Exercise instructions
Reproduce the following data exactly, minus any images.

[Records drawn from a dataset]

*** Block opens ***

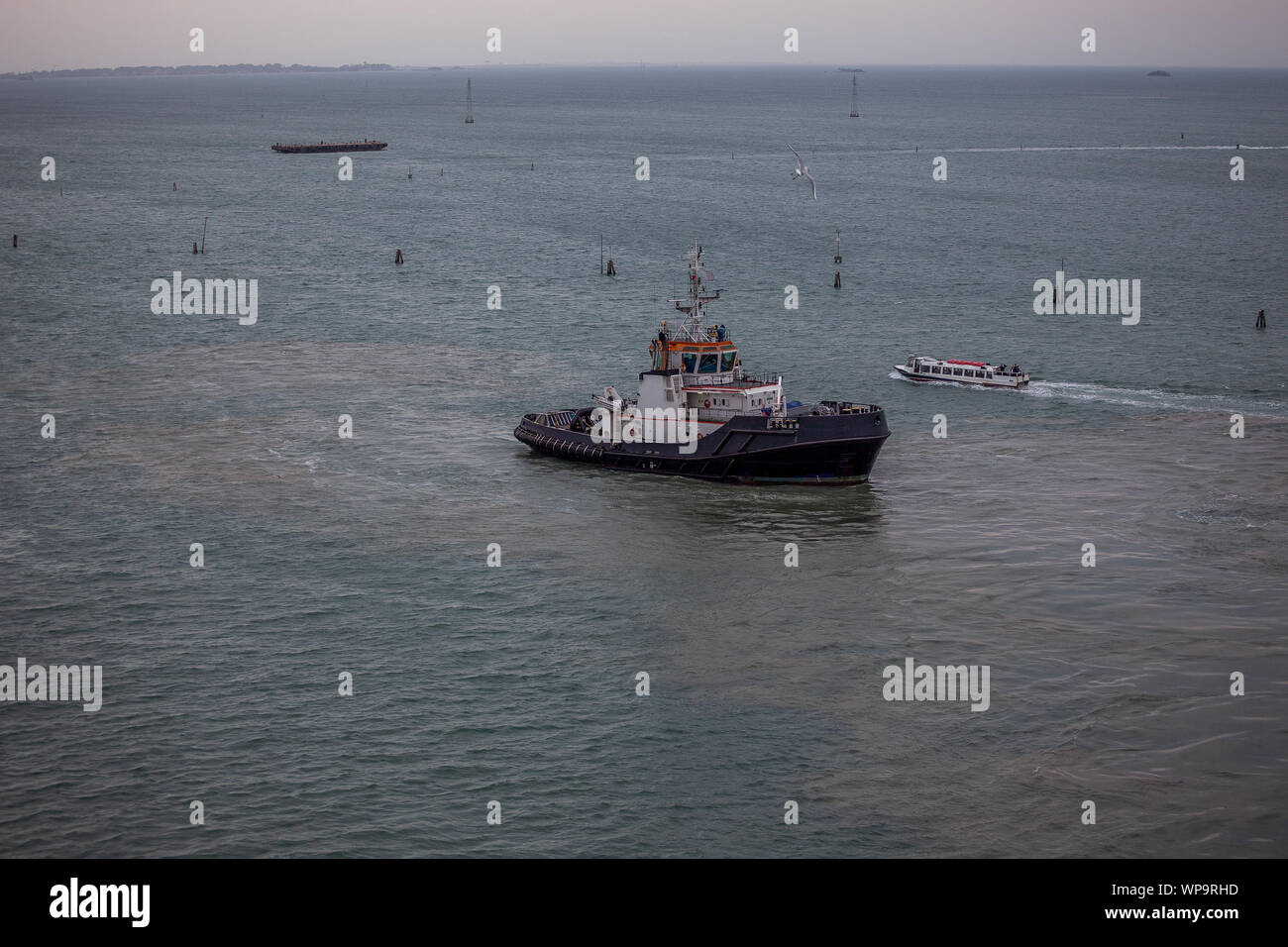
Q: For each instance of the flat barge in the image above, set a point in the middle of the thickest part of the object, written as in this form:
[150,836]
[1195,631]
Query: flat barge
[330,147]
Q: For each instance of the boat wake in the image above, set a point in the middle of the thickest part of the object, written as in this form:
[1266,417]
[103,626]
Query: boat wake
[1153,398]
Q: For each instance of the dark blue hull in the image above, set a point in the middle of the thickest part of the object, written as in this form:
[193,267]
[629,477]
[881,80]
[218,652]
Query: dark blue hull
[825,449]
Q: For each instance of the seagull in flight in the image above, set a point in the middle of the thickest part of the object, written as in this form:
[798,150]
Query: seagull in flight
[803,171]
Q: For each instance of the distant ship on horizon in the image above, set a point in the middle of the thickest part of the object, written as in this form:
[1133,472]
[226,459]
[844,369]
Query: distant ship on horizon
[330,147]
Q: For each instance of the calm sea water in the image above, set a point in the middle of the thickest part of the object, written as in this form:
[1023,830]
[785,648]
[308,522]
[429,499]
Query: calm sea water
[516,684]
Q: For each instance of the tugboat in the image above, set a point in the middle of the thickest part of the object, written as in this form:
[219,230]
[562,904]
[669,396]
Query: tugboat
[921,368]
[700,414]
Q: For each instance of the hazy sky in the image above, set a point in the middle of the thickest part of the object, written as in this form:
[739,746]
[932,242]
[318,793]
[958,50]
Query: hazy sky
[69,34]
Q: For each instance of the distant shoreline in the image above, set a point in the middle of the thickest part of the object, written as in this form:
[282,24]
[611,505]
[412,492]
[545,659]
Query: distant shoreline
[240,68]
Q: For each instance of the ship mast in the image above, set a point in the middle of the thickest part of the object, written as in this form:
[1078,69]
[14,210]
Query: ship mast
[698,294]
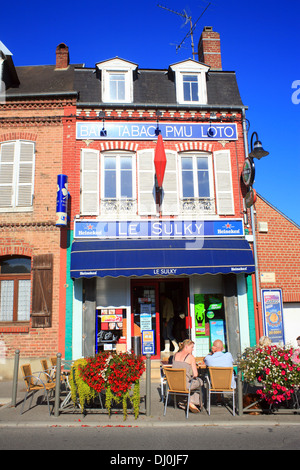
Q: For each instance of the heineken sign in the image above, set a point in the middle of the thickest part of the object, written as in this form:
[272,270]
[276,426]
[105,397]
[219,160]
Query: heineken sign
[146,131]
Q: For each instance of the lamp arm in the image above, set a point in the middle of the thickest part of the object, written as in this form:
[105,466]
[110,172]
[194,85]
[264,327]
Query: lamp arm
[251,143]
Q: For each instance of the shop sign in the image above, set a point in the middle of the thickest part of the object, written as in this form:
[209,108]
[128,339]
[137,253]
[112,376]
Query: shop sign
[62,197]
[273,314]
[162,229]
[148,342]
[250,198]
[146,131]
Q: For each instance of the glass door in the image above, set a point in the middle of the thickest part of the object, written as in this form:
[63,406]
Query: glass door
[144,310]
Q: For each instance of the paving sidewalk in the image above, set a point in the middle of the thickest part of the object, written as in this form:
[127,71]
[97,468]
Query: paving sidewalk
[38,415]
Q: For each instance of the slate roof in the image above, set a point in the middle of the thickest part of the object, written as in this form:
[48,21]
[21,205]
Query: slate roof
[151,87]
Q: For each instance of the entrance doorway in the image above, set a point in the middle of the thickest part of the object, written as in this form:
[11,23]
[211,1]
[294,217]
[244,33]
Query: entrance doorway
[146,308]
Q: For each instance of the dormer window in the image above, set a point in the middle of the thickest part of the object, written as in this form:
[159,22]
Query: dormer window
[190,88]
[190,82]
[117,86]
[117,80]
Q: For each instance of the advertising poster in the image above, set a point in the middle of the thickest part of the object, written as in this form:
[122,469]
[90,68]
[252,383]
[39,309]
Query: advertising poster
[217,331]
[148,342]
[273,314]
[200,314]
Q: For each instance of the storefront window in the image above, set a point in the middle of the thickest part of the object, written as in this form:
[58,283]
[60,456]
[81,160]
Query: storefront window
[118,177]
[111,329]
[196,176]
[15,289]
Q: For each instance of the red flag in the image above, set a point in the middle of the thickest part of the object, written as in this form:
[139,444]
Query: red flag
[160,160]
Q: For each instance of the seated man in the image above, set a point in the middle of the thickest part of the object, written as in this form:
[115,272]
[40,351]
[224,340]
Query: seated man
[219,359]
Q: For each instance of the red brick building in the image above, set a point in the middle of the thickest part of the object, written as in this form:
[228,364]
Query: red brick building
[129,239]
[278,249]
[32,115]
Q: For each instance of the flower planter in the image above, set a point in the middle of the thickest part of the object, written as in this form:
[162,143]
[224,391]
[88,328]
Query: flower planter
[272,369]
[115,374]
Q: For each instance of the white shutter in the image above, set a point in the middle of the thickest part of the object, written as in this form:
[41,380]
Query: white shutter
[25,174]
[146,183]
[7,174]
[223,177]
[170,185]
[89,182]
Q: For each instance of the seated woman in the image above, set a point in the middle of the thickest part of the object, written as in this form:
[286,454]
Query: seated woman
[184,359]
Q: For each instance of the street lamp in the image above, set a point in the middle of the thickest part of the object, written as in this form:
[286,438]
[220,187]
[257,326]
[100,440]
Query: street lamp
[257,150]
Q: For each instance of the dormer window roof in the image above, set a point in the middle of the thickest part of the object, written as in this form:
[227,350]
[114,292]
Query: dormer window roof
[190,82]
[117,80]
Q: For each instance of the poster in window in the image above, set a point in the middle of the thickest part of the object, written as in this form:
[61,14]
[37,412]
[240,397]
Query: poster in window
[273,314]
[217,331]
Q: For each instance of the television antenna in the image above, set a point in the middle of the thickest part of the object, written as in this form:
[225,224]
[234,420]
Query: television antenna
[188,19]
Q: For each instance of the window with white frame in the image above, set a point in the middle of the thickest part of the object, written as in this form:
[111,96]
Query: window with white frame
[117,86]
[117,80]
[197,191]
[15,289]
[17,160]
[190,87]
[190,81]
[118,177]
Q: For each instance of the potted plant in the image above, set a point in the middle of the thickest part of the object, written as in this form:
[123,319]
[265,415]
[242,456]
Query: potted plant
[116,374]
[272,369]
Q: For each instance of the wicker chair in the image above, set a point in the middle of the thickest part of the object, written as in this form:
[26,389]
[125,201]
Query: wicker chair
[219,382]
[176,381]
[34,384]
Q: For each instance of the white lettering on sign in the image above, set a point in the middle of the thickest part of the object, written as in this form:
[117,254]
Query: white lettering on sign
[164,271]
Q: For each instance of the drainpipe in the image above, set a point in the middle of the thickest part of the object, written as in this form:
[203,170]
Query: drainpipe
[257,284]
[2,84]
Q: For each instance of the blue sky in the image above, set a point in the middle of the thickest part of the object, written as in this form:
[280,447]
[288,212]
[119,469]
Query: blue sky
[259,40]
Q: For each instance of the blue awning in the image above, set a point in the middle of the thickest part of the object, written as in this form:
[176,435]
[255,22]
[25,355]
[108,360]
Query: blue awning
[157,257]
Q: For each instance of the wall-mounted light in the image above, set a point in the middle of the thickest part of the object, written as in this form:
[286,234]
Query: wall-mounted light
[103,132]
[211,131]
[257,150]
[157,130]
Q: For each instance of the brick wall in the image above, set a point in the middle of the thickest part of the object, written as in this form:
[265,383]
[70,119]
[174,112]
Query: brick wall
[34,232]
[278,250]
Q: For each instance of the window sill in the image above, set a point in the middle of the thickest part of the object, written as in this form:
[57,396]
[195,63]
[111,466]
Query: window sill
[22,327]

*** Block closes ***

Response below
Q: For each instance of the flat barge in the image above, set a point in the middle of the thickest part of the object, written as in this form:
[150,836]
[1195,631]
Query: flat barge
[330,147]
Q: For each instance of the boat wake in the image above, set a point in the middle of the thickest part of the object, written as in this form:
[1266,417]
[103,626]
Query: boat wake
[1153,398]
Q: For each instance of the dark blue hull in the image above, set a point in the middle of the thickest part of the object, written as in this form:
[193,267]
[629,477]
[881,80]
[218,652]
Query: dark blue hull
[825,449]
Q: For each instance of the seagull in flight in the image above, set a point in the middle of the thickest part of the object, written as in this form:
[798,150]
Query: seagull in flight
[803,171]
Q: For each instance of the distant ship on horizon in the image above, set a point in the middle of the thickest part of the object, written as in this form:
[1133,472]
[226,459]
[844,369]
Query: distant ship on horizon
[330,147]
Q: For each instance of the calm sea water in the image above, set a point in the middle of the thickest part of the object, written as in this form:
[1023,830]
[785,648]
[308,522]
[429,499]
Query: calm sea water
[516,684]
Q: For each instance of the tugboat in the image above, set a point in the middle of the thickest part of the object, written as in this form:
[219,230]
[562,904]
[669,396]
Query: tugboat
[921,368]
[700,414]
Q: For each instance of the hazy sky in the image above, set a point in the middle of the thickest part of the object, written as in this form:
[739,746]
[932,242]
[318,793]
[958,50]
Query: hazy sky
[69,34]
Q: For each instance of the distant shoreline in the image above, set a point in the middle of the thickest part of the object, written as in this form:
[282,24]
[611,505]
[412,492]
[545,659]
Query: distant shoreline
[240,68]
Q: For each instance of the ship mast in the image above, set a point in the middle of the thickest part of the object, written as in this form:
[1078,69]
[14,210]
Query: ship mast
[698,294]
Q: For each instance of the heineken sign in the image above, set a point in the middle of the thickest part of the object, written as in this form:
[272,270]
[276,426]
[105,397]
[219,160]
Query: heineken sign
[146,131]
Q: For each instance of the lamp arm in the image above, set a point in the middle of the thickest part of the object, written as in this form:
[105,466]
[110,172]
[194,85]
[264,327]
Query: lamp arm
[251,143]
Q: For each instance of the shop sign in the image above, set a point in the middle of the thickest part of the object, written as in this form:
[209,108]
[128,339]
[137,253]
[112,376]
Query: shop sign
[62,197]
[273,314]
[162,229]
[148,342]
[250,198]
[146,131]
Q: For each instance of the glass door in the image above, set a point in the middle of the thickest part of the object, written as in this form:
[63,406]
Query: glass door
[144,310]
Q: For each instance of the paving sidewalk in the image above, set a point in the middle of the thickest part of the object, written as in this form:
[127,71]
[97,468]
Query: paving sidewalk
[38,415]
Q: For each instance of the slate roof in the image above, set a point in the middle of the thickest part of the object, written as in this form:
[48,21]
[21,205]
Query: slate roof
[151,87]
Q: For each instance of the entrance doorway in the image above, set a point in the middle of the thickest part of the object, written as in this form:
[11,23]
[211,1]
[294,217]
[244,33]
Query: entrance doorway
[146,308]
Q: For each instance of the dormer window in the image above, set a point in the middle of the thickest part of the object, written as in this form:
[159,22]
Query: dormer window
[190,88]
[190,82]
[117,86]
[117,80]
Q: For each instance of the advertising poster in the image above, set a point in the middle of the thickest part of the object, written as in this form:
[122,469]
[90,68]
[252,383]
[39,309]
Query: advertising poster
[217,331]
[148,342]
[273,314]
[200,314]
Q: For each instance of the storefront window in the image above, set a point in the middle of the thickest part of the object, written as in this form:
[58,283]
[60,456]
[81,160]
Query: storefront window
[118,177]
[111,329]
[196,176]
[15,289]
Q: For each instance of the red flag in the image above, set a point in the middle of the thickest part of the object, written as in this form:
[139,444]
Query: red flag
[160,160]
Q: For each instance of the seated man in the image above, set a point in the middle of the thickest part of the object, written as in this form:
[115,272]
[40,351]
[224,340]
Query: seated man
[219,359]
Q: For each instance of the red brick building in the image above, set a point in the middle of the thickest part of the object, written as in this form:
[228,364]
Query: red brick building
[129,239]
[278,249]
[32,115]
Q: For each instance of the flower planter in the image above, set a point in the middle of the thickest part of the object, written as in this form:
[162,143]
[224,391]
[88,328]
Query: flower planter
[272,369]
[115,374]
Q: For each instance of the white shutter in the image above, set a point in the middle of the thickest part of the object, written as in this form:
[41,380]
Query: white shutter
[25,174]
[146,183]
[7,174]
[223,177]
[170,185]
[89,182]
Q: For each instance of the seated woman in the image above, set a point in the middle of the thickest part of the object, written as in this form:
[286,454]
Query: seated woman
[184,359]
Q: For each instance of the street lamp in the image above, set a point in the middle of the thickest part of the object, written as in this form:
[286,438]
[220,187]
[257,326]
[100,440]
Query: street lamp
[257,150]
Q: For each instance of the dormer window roof in the image above, set a point in the middle of the thickest part of the object, written as in this form:
[227,350]
[114,292]
Query: dormer window roof
[190,82]
[117,80]
Q: For each instance of the poster in window in the image above, set a point in the middle of the thickest part of the object, written as in this form:
[61,14]
[37,412]
[240,397]
Query: poster in window
[273,314]
[217,331]
Q: For each instance of the television antenna in the image above, set a point in the middle of the thickest part of the object, written as in this form:
[225,224]
[234,420]
Query: television antenna
[188,19]
Q: For each instance of the window with white frame in the image above, set a point in the middle of the thickest part of the object, written as in this form:
[111,96]
Query: window with white frame
[117,86]
[117,80]
[197,191]
[15,289]
[17,160]
[190,87]
[190,81]
[118,177]
Q: For each instance of the potted plant in the image above, set a point in the middle of the thickest part of the object, written as in this form:
[123,319]
[265,415]
[242,456]
Query: potted plant
[116,374]
[272,369]
Q: For each instance of the wicker chair in the image above, set a point in the middle of the thickest part of the object, written as in this form:
[26,389]
[125,201]
Query: wicker chair
[219,382]
[176,381]
[34,384]
Q: For each instance of the white lettering on sign in the image above, set a point in the middle of the thickest part of the object, written as in this form:
[117,254]
Query: white lettering on sign
[164,271]
Q: For each instance of the drainpipe in the image above, set a point in the middle of the thickest part of the object, written as in this form:
[203,170]
Query: drainpipe
[257,284]
[2,84]
Q: For each instance of the blue sky in the image above, set a point in the middle of the thickest part of the object, written as in this form:
[280,447]
[288,212]
[119,469]
Query: blue sky
[259,40]
Q: For each instance of the blue awning in the image above, set a point in the middle of the thickest part of the object, written as in this form:
[176,435]
[255,22]
[25,355]
[108,360]
Query: blue awning
[157,257]
Q: For each instance of the wall-mounted light in the image above, set a point in the middle of the thickest part of the object, written as in this form:
[286,234]
Query: wall-mounted light
[103,132]
[211,131]
[257,150]
[157,130]
Q: For each instance of the brick wall in the image above, set a point in the middle of the thickest part of the object, written as in this form:
[265,383]
[70,119]
[174,112]
Query: brick wall
[34,232]
[278,250]
Q: For each instance of the window sill in the image above, set a point in the middle of the thickest part of the object, written as in this form:
[57,396]
[195,63]
[111,466]
Query: window sill
[22,327]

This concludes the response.